ASSIGNMENT
Copy out lines with the word "house" from the material that follows.
###
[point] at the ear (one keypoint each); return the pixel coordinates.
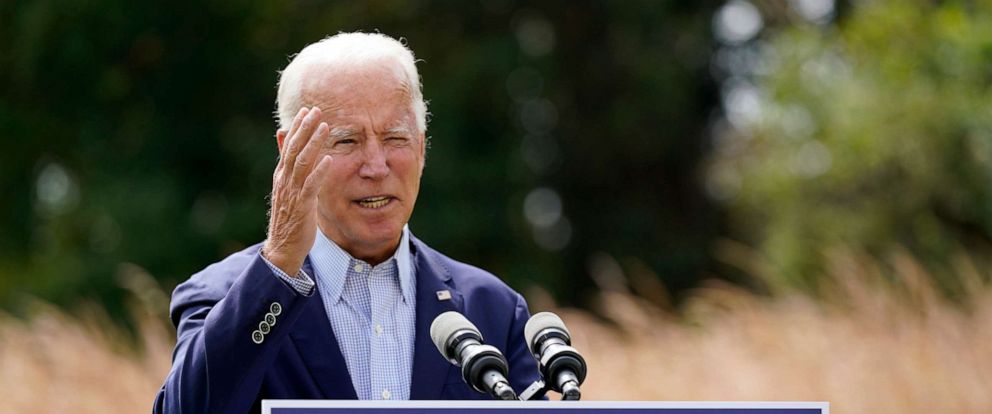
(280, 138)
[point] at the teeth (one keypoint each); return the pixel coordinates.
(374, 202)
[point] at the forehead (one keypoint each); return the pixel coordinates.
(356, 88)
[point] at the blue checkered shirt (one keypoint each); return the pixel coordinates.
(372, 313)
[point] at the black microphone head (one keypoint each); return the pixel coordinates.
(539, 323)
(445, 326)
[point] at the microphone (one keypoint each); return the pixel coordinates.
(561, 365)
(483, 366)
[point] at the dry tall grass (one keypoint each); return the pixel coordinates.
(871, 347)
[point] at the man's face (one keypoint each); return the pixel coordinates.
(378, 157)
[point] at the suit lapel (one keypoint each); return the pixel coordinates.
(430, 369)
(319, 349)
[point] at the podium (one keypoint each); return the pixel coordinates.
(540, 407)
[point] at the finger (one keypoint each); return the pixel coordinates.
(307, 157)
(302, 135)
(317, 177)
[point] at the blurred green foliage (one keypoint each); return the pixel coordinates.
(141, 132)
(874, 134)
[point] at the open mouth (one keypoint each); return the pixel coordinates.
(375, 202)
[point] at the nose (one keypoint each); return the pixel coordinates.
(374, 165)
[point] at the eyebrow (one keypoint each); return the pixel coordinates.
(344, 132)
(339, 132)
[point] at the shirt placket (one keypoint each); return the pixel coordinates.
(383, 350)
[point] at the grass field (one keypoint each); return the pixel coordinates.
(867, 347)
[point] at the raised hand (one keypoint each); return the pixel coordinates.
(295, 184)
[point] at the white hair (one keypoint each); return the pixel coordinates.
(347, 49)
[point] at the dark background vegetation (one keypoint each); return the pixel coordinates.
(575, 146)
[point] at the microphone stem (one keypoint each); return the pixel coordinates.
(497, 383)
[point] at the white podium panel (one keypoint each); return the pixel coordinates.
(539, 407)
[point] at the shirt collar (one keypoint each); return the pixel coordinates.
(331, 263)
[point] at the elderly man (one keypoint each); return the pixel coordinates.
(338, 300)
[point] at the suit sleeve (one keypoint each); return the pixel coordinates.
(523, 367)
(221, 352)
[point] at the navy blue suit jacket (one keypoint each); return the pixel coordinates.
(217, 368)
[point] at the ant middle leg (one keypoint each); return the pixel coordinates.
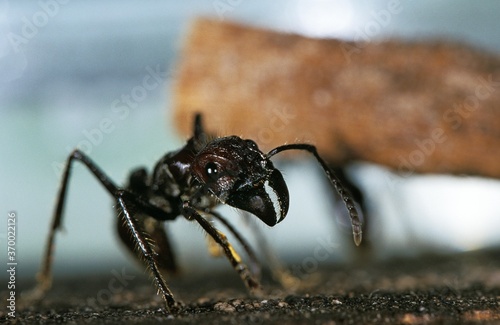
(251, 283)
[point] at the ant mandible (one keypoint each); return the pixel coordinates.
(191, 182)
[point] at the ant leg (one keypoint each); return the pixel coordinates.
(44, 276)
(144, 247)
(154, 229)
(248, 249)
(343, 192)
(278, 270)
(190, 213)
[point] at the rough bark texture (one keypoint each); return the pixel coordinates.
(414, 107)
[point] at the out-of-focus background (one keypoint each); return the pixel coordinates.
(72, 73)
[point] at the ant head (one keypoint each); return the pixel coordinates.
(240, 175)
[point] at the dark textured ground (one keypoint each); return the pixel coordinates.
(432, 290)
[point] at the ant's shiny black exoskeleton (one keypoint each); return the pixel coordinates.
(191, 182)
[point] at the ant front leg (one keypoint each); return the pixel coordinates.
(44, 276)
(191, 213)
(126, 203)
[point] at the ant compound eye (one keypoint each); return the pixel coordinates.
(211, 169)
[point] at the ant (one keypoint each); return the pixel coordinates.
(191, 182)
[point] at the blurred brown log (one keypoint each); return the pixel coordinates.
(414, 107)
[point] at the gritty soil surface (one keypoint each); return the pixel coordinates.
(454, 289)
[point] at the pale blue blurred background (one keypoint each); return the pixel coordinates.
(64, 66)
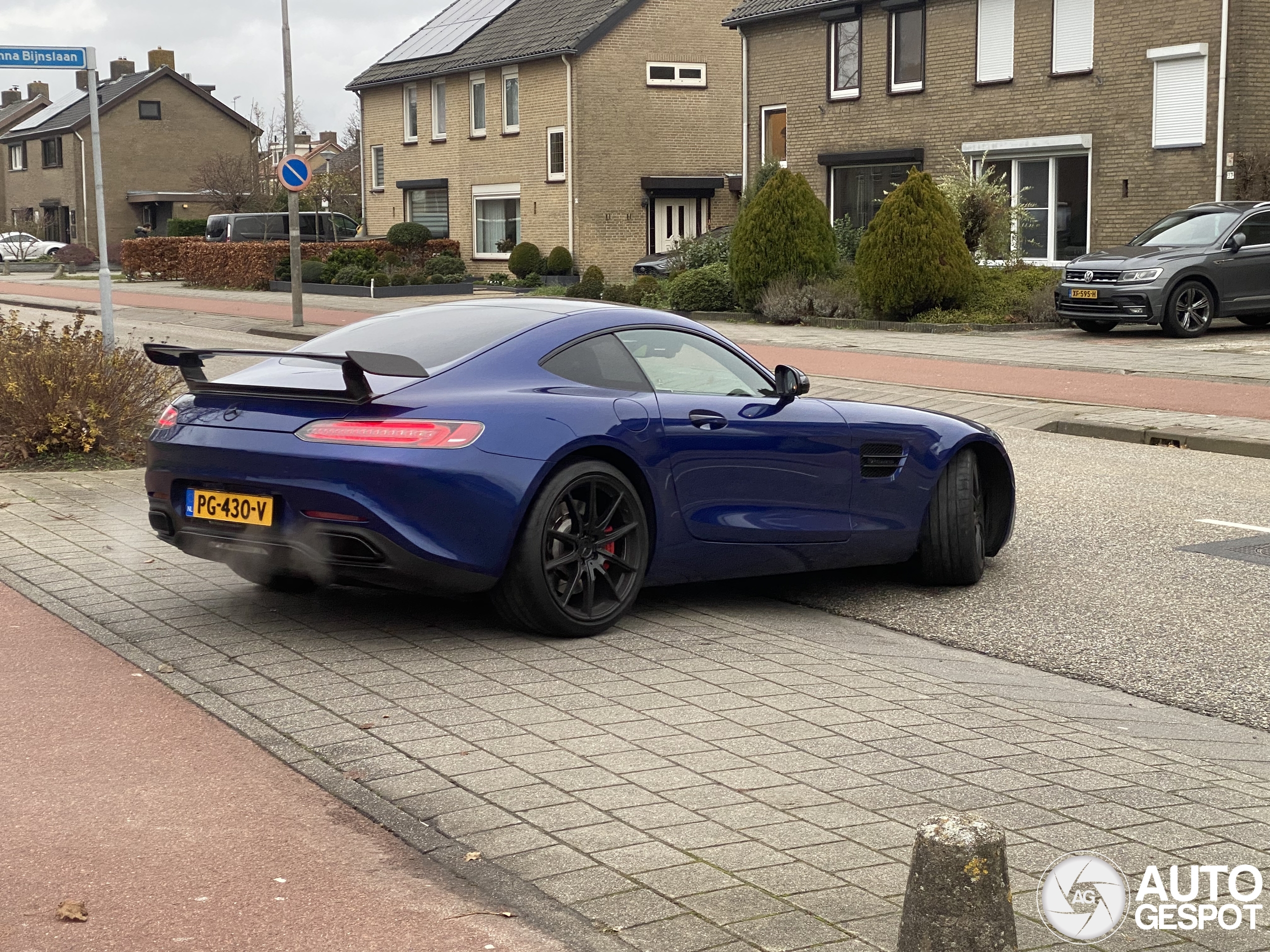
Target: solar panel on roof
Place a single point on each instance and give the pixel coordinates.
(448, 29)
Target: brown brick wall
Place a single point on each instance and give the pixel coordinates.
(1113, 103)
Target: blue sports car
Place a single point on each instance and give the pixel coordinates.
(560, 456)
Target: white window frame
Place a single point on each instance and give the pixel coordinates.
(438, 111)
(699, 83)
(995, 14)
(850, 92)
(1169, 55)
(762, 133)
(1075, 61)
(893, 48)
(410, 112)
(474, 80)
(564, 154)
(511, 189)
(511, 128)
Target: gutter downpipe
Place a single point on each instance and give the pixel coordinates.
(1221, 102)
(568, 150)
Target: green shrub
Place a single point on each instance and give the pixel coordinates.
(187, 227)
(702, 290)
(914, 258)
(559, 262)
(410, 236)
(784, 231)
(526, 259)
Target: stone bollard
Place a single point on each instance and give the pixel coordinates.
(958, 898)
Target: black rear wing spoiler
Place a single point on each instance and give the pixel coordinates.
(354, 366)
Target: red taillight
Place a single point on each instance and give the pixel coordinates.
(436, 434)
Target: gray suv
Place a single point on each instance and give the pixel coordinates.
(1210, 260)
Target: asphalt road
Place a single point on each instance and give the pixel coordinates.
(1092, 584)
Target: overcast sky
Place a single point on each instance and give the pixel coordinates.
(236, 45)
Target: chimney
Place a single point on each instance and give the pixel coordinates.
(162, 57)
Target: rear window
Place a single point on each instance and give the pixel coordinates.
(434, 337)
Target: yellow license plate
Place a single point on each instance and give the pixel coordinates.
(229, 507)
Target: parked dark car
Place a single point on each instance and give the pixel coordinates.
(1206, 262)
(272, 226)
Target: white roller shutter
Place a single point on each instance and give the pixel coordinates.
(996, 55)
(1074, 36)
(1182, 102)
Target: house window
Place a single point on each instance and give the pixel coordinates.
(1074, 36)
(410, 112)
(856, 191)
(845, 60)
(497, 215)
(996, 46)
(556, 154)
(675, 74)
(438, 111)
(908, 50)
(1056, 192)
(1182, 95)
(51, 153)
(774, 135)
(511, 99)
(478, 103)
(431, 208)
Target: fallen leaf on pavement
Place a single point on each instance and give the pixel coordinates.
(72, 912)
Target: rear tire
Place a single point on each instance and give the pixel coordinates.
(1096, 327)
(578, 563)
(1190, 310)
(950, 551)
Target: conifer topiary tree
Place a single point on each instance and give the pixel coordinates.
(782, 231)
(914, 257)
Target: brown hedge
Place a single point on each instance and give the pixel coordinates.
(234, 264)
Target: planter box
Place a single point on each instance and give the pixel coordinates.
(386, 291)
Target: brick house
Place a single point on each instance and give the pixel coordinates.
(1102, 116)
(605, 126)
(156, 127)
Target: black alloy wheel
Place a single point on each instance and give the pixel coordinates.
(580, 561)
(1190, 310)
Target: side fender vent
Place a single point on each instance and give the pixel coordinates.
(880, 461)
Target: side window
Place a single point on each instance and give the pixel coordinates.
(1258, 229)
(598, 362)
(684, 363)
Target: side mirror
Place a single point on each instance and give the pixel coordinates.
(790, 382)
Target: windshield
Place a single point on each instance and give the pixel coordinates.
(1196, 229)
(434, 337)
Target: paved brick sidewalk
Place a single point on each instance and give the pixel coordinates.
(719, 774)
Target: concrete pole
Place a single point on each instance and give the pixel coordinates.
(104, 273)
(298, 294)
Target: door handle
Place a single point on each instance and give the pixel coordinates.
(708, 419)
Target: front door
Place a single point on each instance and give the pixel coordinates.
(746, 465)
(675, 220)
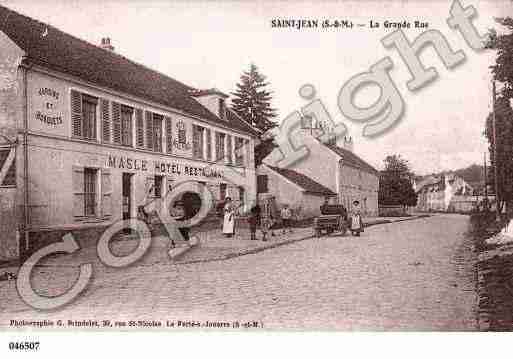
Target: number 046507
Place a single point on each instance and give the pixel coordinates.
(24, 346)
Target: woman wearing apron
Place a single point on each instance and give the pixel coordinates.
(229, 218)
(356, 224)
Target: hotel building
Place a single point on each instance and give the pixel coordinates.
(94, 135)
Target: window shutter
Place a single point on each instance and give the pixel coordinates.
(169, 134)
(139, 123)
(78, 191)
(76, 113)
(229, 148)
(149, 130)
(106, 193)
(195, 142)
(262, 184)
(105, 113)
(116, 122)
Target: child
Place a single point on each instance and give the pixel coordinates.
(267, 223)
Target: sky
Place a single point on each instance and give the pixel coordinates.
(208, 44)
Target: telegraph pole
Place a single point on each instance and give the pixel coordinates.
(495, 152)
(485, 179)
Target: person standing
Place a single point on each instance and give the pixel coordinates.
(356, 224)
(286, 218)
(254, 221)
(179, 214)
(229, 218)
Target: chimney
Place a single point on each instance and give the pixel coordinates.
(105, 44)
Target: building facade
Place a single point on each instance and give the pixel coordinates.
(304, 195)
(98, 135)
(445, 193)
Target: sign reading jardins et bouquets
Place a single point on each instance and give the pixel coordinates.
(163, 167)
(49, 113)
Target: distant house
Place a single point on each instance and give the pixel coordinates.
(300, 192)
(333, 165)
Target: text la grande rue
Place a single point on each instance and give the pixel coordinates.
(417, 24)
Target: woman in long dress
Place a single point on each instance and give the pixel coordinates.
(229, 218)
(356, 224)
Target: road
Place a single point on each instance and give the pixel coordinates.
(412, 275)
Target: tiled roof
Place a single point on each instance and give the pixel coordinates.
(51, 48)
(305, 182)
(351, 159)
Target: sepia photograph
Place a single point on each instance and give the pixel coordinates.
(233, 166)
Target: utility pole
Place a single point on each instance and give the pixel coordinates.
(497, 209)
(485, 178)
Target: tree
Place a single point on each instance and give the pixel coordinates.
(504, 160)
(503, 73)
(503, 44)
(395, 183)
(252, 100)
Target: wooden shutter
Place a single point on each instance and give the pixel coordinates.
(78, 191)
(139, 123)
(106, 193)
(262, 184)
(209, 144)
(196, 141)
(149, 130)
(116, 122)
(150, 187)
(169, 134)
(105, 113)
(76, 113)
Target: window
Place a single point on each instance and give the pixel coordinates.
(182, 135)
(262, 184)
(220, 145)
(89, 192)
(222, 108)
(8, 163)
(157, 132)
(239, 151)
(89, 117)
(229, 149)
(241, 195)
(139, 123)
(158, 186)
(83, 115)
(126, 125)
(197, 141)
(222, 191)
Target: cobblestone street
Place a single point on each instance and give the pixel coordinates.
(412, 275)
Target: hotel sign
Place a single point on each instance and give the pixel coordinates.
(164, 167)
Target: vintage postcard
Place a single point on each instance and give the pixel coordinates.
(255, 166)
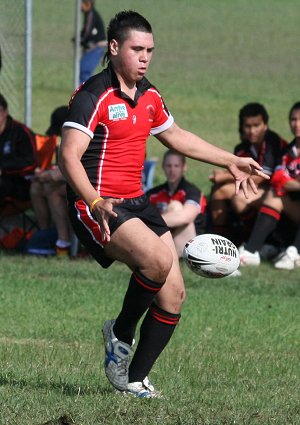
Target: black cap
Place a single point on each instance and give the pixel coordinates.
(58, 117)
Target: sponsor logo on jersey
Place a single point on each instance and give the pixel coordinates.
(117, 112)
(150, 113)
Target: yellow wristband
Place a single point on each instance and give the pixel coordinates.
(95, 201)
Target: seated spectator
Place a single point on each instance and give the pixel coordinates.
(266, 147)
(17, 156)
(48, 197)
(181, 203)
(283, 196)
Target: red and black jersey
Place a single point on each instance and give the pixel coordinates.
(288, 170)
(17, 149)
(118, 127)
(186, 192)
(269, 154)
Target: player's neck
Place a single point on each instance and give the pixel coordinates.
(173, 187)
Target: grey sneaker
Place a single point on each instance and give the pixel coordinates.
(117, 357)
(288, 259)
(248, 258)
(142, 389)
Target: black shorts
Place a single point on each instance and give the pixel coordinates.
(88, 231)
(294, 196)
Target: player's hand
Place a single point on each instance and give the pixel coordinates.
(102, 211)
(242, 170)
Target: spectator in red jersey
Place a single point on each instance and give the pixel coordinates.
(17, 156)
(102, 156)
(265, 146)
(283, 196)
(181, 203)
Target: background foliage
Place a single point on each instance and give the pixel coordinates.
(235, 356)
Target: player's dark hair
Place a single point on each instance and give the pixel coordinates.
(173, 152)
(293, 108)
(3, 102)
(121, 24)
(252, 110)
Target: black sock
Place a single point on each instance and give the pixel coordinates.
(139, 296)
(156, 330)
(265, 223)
###
EXPECTED ANSWER
Target: house window
Target: brick house
Target: distant house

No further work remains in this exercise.